QR decomposition

6.5. QR decomposition#

QR decomposition is another decomposition method that factorises a matrix in the product of two matrices \(Q\) and \(R\) such that

\[ \begin{align*} A = QR, \end{align*} \]

where \(Q\) is an orthogonal matrix and \(R\) is an upper triangular matrix.

Definition 6.2 (Orthogonal vectors)

A set of vectors \(\lbrace \vec{v}_1 ,\vec{v}_2 ,\vec{v}_3 ,\dots \rbrace\) is said to be orthogonal if \(\vec{v}_i \cdot \vec{v}_j =0\) for \(i\not= j\). Furthermore the set is said to be orthonormal if \(\vec{v}_i\) are all unit vectors.

Definition 6.3 (Orthogonal matrix)

Exercise task: In the QR decomposition text, what kind of matrix is \(R\)?

Extracted entries:
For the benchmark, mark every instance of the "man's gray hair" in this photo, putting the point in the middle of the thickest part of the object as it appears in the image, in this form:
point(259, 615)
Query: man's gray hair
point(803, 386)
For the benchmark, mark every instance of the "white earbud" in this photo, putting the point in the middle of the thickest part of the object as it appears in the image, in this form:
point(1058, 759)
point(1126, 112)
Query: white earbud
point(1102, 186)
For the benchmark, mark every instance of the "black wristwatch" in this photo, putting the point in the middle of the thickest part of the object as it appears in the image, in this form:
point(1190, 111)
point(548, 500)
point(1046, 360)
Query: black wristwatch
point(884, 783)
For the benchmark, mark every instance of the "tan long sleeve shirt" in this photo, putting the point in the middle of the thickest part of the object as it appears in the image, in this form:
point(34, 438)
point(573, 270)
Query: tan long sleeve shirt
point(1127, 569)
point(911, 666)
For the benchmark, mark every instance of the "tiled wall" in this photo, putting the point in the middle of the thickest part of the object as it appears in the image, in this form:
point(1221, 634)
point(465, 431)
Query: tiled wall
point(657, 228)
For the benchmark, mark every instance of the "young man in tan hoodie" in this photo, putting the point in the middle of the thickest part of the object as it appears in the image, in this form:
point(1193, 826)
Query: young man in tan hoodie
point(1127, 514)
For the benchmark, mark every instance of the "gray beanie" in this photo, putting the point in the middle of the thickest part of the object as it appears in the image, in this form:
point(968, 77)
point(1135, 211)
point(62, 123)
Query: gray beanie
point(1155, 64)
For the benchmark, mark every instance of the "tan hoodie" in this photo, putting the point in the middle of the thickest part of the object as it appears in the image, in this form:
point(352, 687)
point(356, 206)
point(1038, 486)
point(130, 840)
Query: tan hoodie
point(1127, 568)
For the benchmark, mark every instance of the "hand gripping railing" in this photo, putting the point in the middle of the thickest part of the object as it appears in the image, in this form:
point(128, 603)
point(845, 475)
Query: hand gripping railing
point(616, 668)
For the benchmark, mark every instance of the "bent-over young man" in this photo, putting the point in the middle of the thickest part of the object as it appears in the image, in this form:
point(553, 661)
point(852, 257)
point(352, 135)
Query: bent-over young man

Written solution: An upper triangular matrix.